▶ [Directions for this task] Rewrite the listing from its first line through the line containing "[[[633,0],[73,1],[93,46],[239,73],[294,118],[633,79]]]", inclusive, switching every "Segment" to "Outline" and leaving everything else unchanged.

Extracted data entries:
>>>>
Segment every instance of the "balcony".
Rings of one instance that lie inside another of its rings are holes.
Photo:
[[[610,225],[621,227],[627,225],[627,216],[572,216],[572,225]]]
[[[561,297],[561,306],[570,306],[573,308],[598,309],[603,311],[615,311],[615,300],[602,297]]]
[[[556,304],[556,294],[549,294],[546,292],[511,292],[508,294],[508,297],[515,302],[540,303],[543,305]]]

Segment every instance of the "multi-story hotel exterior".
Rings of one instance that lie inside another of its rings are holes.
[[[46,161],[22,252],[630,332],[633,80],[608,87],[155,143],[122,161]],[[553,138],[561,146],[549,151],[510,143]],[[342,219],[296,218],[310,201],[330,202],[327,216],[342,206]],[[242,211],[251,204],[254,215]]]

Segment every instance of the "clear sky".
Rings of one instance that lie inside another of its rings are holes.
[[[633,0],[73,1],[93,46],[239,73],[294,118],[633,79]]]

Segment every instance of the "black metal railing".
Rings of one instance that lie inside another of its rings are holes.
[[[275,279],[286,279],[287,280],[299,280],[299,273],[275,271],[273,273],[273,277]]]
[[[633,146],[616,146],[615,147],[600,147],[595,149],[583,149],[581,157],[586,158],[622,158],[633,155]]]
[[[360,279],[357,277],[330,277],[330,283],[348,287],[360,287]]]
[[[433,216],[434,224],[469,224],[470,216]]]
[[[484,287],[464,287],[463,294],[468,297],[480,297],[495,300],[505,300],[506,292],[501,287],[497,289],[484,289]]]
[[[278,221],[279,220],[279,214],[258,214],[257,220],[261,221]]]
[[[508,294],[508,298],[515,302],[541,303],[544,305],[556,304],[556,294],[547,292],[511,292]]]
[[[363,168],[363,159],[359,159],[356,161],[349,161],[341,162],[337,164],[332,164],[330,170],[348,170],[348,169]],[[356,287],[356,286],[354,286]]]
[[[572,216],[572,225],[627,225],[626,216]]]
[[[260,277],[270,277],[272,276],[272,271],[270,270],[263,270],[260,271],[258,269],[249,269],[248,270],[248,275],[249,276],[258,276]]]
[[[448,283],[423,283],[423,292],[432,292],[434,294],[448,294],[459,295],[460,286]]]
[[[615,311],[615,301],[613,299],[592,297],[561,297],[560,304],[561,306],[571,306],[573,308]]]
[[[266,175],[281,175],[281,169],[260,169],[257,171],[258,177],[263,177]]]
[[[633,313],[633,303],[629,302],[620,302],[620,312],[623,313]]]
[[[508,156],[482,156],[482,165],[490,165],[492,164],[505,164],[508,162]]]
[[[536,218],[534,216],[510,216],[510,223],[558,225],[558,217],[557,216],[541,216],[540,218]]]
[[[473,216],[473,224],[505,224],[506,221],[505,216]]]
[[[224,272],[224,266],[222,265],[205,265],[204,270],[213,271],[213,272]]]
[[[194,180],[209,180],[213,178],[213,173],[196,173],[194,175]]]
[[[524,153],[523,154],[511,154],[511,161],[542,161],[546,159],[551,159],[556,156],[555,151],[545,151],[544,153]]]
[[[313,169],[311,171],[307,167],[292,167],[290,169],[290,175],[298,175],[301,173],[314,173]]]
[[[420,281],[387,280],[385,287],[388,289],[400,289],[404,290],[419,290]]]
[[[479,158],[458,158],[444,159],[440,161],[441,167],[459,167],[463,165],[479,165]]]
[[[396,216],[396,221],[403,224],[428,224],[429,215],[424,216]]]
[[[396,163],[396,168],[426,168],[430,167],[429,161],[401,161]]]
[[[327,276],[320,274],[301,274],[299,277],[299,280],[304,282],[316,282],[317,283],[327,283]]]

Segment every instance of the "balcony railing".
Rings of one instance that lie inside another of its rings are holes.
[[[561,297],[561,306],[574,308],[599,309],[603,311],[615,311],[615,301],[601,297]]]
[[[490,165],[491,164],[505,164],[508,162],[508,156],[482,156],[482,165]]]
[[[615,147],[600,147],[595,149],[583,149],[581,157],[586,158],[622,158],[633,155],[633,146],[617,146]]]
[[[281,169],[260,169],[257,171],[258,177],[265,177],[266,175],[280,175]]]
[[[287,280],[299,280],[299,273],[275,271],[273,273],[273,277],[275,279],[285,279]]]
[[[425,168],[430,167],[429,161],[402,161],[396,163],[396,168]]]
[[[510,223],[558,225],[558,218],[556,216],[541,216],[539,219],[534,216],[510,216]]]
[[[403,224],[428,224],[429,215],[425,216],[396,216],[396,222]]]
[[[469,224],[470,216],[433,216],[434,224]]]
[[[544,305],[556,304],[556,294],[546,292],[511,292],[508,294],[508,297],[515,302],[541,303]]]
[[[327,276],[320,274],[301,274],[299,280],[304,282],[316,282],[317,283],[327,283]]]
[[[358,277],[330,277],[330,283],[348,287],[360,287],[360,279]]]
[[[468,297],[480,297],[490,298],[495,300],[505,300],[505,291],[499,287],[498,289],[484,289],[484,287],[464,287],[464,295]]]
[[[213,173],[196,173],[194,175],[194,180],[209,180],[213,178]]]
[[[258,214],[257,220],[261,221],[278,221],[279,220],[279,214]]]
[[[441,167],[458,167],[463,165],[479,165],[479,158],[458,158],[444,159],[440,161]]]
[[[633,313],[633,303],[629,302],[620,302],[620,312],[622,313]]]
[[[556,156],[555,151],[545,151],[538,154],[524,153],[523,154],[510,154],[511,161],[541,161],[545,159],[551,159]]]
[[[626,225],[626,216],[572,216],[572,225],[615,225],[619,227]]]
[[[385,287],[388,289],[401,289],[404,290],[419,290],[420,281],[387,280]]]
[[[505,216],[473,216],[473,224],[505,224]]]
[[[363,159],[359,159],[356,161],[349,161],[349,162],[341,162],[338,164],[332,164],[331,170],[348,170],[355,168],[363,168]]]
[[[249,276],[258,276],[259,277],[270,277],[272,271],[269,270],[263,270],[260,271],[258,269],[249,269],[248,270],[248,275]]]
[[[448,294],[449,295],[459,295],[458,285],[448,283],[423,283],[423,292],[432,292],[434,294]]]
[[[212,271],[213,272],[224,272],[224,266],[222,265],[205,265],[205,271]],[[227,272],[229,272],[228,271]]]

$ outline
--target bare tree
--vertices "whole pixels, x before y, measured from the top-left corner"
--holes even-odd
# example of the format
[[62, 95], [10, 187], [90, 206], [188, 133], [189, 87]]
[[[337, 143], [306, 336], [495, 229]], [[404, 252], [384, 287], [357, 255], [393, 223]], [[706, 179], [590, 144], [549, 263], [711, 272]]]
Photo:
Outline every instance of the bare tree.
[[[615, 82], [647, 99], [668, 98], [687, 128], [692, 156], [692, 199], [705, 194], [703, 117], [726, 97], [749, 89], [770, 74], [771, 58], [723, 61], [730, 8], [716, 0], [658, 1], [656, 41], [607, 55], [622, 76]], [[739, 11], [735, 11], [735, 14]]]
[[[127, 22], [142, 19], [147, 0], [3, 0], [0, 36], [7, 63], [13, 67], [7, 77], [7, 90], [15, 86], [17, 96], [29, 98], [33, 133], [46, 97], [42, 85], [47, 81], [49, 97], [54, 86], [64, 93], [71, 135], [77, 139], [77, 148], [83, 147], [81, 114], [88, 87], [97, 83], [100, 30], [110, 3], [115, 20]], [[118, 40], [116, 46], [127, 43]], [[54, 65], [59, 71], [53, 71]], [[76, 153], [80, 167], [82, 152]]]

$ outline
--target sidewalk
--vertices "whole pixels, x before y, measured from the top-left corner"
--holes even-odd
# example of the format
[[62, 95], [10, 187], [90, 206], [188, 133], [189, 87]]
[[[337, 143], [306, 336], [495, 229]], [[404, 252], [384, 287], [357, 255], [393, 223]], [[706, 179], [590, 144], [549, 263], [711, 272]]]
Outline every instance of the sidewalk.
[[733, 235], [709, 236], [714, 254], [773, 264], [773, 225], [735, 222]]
<<<<
▶ [The solution]
Outline every instance of the "balcony".
Rings of one instance that lie inside another of its rings are holes.
Photo:
[[[610,225],[621,227],[627,225],[627,216],[572,216],[572,225]]]
[[[561,297],[561,306],[570,306],[573,308],[598,309],[603,311],[615,311],[615,300],[602,297]]]
[[[556,304],[556,294],[549,294],[546,292],[511,292],[508,294],[508,297],[515,302],[540,303],[543,305]]]

Outline every instance of the "multi-story hotel exterior".
Rings of one instance that lie inside another of its rings are holes.
[[[46,161],[22,252],[630,332],[633,80],[608,87],[155,143],[122,161]],[[553,138],[561,146],[549,151],[510,143]],[[342,219],[296,218],[310,201],[330,202],[327,216],[342,206]],[[242,211],[251,204],[254,215]]]

Outline every instance of the "clear sky".
Rings of one instance that lie inside another of its rings are holes.
[[[633,0],[73,1],[93,46],[239,73],[294,118],[633,79]]]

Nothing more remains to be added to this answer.